Exercise goal:
Reproduce the entries word for word but drop every picture.

Provided information:
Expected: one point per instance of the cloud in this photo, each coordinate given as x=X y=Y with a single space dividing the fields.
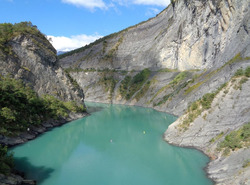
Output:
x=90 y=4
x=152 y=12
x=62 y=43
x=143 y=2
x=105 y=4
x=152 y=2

Written response:
Expected: one point per instance of the cloud in this photo, each coordinate given as x=X y=Y with a single space dividing the fields.
Output:
x=90 y=4
x=152 y=12
x=62 y=43
x=143 y=2
x=105 y=4
x=152 y=2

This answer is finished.